• [Rows of box annotation data]:
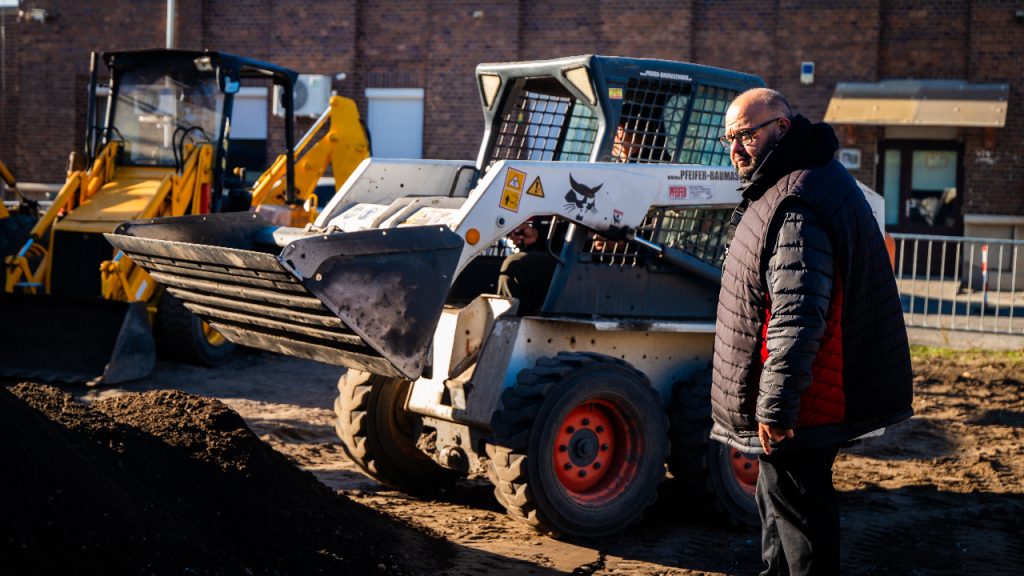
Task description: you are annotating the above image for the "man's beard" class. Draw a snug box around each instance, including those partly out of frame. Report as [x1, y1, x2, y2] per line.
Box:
[736, 137, 778, 181]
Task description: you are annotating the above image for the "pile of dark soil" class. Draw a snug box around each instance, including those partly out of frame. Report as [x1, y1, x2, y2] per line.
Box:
[0, 383, 449, 575]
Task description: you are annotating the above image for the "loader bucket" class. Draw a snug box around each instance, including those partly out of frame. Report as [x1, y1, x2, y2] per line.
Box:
[0, 293, 157, 384]
[106, 213, 463, 379]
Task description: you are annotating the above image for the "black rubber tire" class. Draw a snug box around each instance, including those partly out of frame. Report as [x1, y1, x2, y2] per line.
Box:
[0, 212, 36, 262]
[153, 292, 236, 366]
[334, 370, 460, 493]
[669, 370, 761, 528]
[487, 353, 669, 538]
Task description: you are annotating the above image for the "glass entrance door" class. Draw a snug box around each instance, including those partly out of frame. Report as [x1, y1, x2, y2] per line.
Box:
[879, 140, 964, 236]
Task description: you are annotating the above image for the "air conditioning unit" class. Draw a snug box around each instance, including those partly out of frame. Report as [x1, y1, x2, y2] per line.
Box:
[273, 74, 331, 118]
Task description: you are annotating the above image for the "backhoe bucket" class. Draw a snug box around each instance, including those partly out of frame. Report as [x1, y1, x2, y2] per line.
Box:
[106, 212, 463, 379]
[0, 293, 156, 384]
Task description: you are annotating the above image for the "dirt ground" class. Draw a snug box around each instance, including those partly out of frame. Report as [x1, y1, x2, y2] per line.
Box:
[0, 344, 1024, 575]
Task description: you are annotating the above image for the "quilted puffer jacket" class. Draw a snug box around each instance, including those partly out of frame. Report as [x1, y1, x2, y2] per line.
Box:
[712, 116, 912, 452]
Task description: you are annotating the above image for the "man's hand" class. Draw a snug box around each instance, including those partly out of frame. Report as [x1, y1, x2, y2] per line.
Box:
[509, 222, 541, 249]
[758, 422, 796, 454]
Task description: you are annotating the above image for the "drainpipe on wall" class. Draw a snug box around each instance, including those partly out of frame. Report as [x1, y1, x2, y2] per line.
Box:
[167, 0, 174, 49]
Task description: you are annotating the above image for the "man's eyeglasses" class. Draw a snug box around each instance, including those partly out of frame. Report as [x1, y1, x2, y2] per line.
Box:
[718, 116, 785, 149]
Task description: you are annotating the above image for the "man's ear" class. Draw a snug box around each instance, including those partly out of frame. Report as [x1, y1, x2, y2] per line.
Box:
[778, 116, 793, 138]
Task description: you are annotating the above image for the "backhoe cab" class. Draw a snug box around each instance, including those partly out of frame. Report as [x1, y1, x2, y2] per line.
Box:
[0, 49, 368, 383]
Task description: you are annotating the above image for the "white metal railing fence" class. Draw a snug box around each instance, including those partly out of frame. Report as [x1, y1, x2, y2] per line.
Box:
[892, 234, 1024, 335]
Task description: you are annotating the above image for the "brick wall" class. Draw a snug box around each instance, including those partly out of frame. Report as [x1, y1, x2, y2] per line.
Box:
[964, 0, 1024, 215]
[0, 0, 1024, 214]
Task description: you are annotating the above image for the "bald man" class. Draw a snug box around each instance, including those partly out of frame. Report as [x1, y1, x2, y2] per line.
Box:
[712, 88, 912, 575]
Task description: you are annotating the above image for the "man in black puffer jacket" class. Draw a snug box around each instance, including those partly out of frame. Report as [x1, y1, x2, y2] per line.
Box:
[712, 88, 912, 575]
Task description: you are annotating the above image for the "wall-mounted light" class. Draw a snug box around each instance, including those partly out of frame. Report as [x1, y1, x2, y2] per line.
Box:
[17, 8, 52, 24]
[800, 61, 814, 84]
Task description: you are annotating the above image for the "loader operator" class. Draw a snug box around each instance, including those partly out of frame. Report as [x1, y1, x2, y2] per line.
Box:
[498, 221, 557, 316]
[712, 88, 912, 575]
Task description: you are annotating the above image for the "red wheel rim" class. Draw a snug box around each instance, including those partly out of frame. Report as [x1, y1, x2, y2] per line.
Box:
[729, 448, 761, 494]
[552, 400, 640, 504]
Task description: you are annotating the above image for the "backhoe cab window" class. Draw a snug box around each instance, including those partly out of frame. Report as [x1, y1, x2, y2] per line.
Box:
[106, 71, 224, 166]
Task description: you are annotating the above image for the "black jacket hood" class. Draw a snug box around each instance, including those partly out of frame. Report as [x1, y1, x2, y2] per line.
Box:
[743, 114, 839, 200]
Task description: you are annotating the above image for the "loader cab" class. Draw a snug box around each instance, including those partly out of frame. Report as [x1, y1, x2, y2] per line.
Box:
[476, 55, 764, 172]
[468, 55, 764, 320]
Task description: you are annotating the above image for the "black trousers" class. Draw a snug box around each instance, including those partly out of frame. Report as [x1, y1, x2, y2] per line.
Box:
[757, 447, 839, 576]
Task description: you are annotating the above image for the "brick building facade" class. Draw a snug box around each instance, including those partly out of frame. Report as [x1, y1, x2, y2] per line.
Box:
[0, 0, 1024, 233]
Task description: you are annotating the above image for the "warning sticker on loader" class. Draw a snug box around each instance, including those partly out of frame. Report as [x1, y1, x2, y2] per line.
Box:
[499, 168, 526, 212]
[526, 176, 544, 198]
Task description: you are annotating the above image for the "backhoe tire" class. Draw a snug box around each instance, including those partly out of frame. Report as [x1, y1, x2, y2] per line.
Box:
[669, 370, 761, 528]
[334, 370, 460, 493]
[153, 292, 234, 366]
[487, 353, 669, 538]
[0, 212, 36, 258]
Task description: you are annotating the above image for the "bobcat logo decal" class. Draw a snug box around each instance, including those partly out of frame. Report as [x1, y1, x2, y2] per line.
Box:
[565, 174, 604, 220]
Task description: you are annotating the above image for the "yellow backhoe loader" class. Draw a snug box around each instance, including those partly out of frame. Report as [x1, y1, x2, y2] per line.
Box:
[0, 49, 369, 383]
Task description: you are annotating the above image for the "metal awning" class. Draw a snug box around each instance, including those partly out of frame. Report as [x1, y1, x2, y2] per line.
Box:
[824, 80, 1010, 128]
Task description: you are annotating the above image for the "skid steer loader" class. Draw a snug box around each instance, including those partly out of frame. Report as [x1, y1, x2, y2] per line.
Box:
[0, 49, 369, 383]
[108, 55, 888, 537]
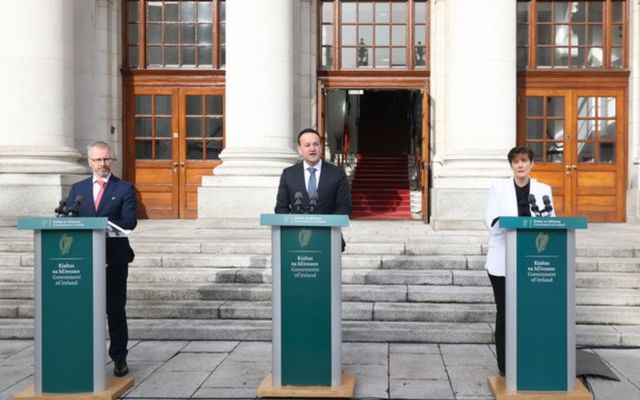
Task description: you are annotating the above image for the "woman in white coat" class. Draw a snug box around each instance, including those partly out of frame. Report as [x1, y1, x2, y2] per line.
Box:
[484, 147, 554, 376]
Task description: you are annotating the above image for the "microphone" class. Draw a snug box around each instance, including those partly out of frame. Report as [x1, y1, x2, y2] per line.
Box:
[53, 198, 69, 217]
[309, 192, 318, 214]
[529, 193, 541, 217]
[67, 194, 84, 217]
[541, 194, 553, 216]
[293, 192, 302, 214]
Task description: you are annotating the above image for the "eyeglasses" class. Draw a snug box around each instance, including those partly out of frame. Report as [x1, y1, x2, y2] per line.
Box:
[89, 157, 115, 164]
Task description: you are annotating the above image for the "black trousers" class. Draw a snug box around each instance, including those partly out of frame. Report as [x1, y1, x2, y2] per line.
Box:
[107, 264, 129, 361]
[488, 274, 506, 373]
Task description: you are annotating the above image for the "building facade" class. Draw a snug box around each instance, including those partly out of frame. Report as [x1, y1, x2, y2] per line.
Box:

• [Given instruction]: Identify every line in the entries above that contains the string "hood", and copy each of those lines in full. The match is case-sensitive.

• [Answer to this task]:
Task description: you are annotating the above image for the "black jacket hood" class. Draw a snug box around each instance, including those partly out of frame. Report as [x1, y1, x2, y2] per line.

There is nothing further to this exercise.